BLOC DE TEXTE ▸
Pour le président par intérim Fouad Mebazaâ, peu préparé à exercer une tâche aussi lourde dans de telles circonstances, la présence de Béji Caïd Essebsi à la primature est rassurante. Ce sont deux Tunisois et ils se connaissent depuis longtemps. En 1967, lorsque le second était ministre de l’Intérieur, le premier était directeur de la sûreté. À l’époque, sur fonds de guerre des Six Jours, la synagogue de Tunis avait été attaquée par des extrémistes. Furieux, Bourguiba avait exigé que des têtes tombent et Mebazaâ avait été limogé. Mais les deux hommes étaient restés proches. Après la chute de Ben Ali, Mebazaâ avait reçu à plusieurs reprises à Carthage son ancien patron… lequel ne cachait pas qu’à ses yeux le Premier ministre Mohamed Ghannouchi n’était pas à la hauteur. Si bien que, lorsque ce dernier remet sa démission, Mebazaâ a déjà en tête le nom de son successeur. Et il ne faudra que quelques heures à Béji Caïd Essebsi pour donner son assentiment. Le temps de s’assurer qu’il aurait le soutien des forces de sécurité, ce qu’il fera au cours de trois entretiens discrets avec le chef d’état-major de l’armée de terre, le général Rachid Ammar, puis le ministre de la Défense, Abdelkrim Zbidi, et celui de l’Intérieur, Farhat Rajhi.

Dès son arrivée à la Kasbah, l’ancien ministre de Bourguiba devient le véritable chef de l’exécutif même si, sur le papier, Mebazaâ, qui occupe le fauteuil de Ben Ali, dispose de pouvoirs beaucoup plus étendus. Cela tient à la fois à la personnalité des deux hommes et à la nature de leurs relations passées. Pour le président par intérim, Béji Caïd Essebsi, qui a sept ans de plus que lui, restera toujours l’aîné.

CONSIGNES D'EXERCICE ▸
**a.** Recopiez le passage du texte ci-dessus compris entre « Dès son arrivée » et « restera toujours l’aîné. », bornes incluses.
**b.** Résumez le texte ci-dessus en deux phrases, s'il vous plaît.

ENTRÉES FOURNIES ▸

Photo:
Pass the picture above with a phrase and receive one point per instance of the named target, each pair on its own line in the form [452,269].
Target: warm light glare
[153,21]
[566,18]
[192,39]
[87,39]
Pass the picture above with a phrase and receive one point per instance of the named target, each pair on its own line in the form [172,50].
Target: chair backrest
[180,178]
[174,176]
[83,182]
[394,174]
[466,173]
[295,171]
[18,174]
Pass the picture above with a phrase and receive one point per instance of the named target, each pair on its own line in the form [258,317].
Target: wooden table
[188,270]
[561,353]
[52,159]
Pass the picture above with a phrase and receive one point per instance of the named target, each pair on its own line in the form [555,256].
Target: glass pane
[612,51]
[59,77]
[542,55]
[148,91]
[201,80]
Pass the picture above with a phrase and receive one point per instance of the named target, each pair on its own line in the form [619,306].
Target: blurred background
* * *
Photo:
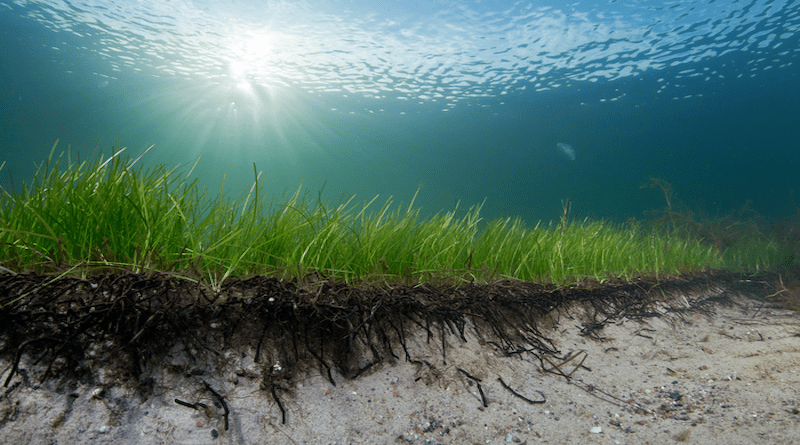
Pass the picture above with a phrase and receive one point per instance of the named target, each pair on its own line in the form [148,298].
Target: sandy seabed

RÉPONSES RÉDIGÉES ▸
**a.**
Dès son arrivée à la Kasbah, l’ancien ministre de Bourguiba devient le véritable chef de l’exécutif même si, sur le papier, Mebazaâ, qui occupe le fauteuil de Ben Ali, dispose de pouvoirs beaucoup plus étendus. Cela tient à la fois à la personnalité des deux hommes et à la nature de leurs relations passées. Pour le président par intérim, Béji Caïd Essebsi, qui a sept ans de plus que lui, restera toujours l’aîné.

**b.** Après la démission du Premier ministre Mohamed Ghannouchi, le président par intérim Fouad Mebazaâ, qui connaît Béji Caïd Essebsi depuis longtemps, pense déjà à lui comme successeur, et celui-ci donne son accord après s'être assuré du soutien des forces de sécurité. Dès son arrivée à la Kasbah, Béji Caïd Essebsi devient le véritable chef de l'exécutif, même si Mebazaâ dispose sur le papier de pouvoirs beaucoup plus étendus.